Extracted material
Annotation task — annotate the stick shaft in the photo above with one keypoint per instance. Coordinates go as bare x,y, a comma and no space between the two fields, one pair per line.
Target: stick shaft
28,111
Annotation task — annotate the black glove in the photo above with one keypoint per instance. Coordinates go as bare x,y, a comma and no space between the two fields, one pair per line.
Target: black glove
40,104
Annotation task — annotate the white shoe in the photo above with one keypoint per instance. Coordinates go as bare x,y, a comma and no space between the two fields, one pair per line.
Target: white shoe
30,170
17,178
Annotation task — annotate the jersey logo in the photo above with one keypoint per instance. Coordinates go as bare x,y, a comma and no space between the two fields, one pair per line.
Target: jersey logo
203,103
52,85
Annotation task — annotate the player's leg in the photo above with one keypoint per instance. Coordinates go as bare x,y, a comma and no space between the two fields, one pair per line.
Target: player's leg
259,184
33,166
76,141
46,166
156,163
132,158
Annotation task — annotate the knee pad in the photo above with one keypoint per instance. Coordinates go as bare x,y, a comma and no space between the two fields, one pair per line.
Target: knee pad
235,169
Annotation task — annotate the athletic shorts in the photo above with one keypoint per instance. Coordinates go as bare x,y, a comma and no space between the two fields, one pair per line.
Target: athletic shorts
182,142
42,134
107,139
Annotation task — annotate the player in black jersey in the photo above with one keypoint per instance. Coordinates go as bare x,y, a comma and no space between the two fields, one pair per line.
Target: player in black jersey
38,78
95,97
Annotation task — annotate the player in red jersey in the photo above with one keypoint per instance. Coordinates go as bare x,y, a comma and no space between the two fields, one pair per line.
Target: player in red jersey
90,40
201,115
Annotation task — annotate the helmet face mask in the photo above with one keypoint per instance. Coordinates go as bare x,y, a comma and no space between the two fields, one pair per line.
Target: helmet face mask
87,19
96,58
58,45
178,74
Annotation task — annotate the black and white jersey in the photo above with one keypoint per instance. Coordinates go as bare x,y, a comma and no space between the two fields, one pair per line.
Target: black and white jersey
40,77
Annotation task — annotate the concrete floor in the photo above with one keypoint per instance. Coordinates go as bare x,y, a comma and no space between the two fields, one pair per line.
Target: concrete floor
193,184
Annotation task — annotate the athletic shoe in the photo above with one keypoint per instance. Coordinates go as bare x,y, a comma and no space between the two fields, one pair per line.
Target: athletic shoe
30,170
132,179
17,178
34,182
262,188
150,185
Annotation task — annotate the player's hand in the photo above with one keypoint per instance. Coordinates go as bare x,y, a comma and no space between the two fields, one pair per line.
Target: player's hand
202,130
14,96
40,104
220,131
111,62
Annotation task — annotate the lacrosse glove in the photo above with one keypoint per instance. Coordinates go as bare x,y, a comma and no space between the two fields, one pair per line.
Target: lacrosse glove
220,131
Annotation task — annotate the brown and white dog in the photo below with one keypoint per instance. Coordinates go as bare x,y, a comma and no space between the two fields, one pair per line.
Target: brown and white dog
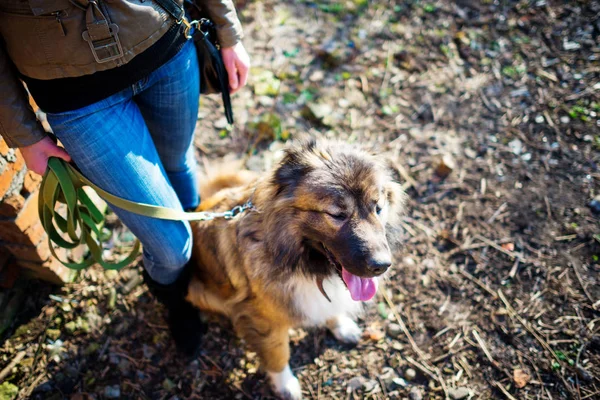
308,254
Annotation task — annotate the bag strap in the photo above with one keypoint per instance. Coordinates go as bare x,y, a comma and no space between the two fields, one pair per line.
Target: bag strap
173,8
83,223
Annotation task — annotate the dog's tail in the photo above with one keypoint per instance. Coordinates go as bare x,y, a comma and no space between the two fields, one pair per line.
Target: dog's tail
225,176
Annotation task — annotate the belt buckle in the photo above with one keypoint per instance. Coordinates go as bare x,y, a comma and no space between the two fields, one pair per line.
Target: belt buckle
107,49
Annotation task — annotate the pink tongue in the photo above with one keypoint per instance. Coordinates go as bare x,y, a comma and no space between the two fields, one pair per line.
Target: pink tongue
361,289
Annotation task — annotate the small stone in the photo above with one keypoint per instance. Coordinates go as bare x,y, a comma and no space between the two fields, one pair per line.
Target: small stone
394,330
410,374
356,383
595,205
124,366
168,384
445,166
53,333
387,376
469,152
516,146
408,261
399,382
415,394
71,326
148,351
112,298
370,385
112,392
459,393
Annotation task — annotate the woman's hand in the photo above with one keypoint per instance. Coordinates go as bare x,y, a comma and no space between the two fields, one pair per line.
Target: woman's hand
36,155
237,63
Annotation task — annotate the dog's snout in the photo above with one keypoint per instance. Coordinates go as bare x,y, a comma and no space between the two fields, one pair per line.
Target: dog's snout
379,264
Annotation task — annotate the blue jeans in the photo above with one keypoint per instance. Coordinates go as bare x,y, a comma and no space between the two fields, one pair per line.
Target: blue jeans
138,144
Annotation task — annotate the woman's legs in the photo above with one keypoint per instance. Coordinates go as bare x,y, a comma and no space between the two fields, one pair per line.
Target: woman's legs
110,143
169,105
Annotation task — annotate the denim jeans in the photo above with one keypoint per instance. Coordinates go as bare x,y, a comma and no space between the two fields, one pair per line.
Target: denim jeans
138,144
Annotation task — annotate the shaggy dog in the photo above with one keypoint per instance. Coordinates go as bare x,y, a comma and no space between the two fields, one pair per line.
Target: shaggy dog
307,254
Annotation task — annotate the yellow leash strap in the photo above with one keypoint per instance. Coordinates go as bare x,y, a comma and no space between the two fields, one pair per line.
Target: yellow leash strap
83,222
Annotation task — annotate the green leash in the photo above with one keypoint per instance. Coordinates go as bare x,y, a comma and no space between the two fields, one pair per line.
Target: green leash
83,223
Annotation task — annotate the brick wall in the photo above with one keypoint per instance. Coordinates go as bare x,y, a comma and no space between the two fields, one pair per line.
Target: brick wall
23,242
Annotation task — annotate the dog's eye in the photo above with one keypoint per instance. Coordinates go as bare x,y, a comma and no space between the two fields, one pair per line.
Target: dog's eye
338,216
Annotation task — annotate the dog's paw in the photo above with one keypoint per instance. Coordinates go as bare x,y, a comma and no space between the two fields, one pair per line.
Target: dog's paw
285,384
345,330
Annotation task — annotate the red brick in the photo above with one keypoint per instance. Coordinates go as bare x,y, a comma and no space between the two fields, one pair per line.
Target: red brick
9,173
39,253
10,233
36,233
31,182
29,214
8,275
3,147
11,206
6,178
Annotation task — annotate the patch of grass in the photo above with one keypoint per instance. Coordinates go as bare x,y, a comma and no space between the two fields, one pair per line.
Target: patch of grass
429,8
579,112
290,98
514,72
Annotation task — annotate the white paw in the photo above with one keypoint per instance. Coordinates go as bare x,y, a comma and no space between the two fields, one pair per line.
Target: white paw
285,384
346,330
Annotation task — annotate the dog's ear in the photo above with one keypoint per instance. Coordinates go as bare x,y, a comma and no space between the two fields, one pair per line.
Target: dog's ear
294,166
397,203
283,238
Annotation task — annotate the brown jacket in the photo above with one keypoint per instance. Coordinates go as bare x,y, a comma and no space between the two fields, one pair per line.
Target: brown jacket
49,39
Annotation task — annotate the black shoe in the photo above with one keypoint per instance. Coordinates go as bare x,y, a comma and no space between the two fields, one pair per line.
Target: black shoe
184,320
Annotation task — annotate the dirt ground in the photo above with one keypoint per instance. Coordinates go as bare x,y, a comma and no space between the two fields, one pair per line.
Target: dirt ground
490,113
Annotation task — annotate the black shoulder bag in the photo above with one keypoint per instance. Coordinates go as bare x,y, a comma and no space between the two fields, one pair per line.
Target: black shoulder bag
213,75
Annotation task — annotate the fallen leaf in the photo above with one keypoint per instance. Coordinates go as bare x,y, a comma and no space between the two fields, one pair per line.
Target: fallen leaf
521,378
508,246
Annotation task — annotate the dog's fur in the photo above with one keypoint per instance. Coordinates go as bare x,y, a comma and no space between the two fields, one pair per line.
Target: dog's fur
325,205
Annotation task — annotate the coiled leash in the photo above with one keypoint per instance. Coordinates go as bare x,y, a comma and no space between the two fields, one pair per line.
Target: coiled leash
84,222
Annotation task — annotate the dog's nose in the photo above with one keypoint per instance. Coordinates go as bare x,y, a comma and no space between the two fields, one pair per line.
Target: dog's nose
379,264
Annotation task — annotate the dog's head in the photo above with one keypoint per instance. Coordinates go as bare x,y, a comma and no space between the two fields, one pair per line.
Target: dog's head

What the task requires
Repeat only the lines from the one holding "Annotation task — annotate the fallen" through the last line of the data.

Output of the task
Annotation task — annotate the fallen leaf in the photo above with one keypoint per instance. Coordinates go as bare x,y, a comma and no space between the two fields, one pair per line.
Target: fallen leaf
521,378
508,246
Annotation task — annotate the dog's fur in the photo above with one keypoint per instance. Coordinates go as bare x,y, a comma and no space between the two fields, one pair per line.
Target: dog's fur
325,205
Annotation task — annotate the coiled leash in the photo above with one keypoint per instance. Coordinates go as bare x,y, a comma and no space between the two fields, one pair per line.
Target: coiled leash
84,222
Annotation task — annotate the dog's nose in the photo above with one keypoint per instance. Coordinates go as bare x,y, a comma and no space between the two fields, one pair per line.
Target: dog's nose
379,264
Annotation task — annotate the dog's head in the photo above with one keypoint per instance. Coordinates go as bare x,y, a comma and no space between the two fields, one pair per line.
Target: dog's head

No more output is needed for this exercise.